EXERCISE OBJECTIVE: Throughout the material, some lines may have the word "locate". Count them and give the number only.

SOURCE MATERIAL:

=== Section Start ===

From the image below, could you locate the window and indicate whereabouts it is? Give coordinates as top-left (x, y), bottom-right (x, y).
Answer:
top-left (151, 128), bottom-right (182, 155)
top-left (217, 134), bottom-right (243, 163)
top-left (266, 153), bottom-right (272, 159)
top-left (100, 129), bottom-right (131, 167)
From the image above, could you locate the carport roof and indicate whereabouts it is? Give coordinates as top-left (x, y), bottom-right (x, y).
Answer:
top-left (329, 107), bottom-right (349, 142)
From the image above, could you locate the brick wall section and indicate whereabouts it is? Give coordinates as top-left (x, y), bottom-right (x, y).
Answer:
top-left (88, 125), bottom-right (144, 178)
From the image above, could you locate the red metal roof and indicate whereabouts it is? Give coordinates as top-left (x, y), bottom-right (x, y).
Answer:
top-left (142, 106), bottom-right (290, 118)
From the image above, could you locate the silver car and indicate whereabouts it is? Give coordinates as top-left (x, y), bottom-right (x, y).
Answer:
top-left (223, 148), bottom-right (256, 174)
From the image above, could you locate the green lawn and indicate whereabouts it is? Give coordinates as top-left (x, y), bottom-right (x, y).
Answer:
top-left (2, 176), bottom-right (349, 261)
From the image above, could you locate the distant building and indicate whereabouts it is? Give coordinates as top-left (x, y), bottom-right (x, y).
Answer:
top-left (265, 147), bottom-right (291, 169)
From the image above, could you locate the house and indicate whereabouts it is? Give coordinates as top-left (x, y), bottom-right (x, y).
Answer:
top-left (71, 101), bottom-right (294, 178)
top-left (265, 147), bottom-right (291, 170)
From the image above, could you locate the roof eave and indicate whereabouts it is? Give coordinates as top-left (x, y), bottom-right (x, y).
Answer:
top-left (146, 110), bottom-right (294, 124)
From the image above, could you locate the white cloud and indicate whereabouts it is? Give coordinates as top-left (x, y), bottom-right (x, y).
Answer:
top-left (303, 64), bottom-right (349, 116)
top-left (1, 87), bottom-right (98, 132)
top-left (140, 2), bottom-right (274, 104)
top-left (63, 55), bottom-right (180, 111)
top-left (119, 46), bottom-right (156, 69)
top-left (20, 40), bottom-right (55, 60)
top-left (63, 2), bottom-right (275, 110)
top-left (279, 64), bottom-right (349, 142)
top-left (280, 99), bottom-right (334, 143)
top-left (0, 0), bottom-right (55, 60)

=== Section End ===

RESULT FOR THIS TASK: 10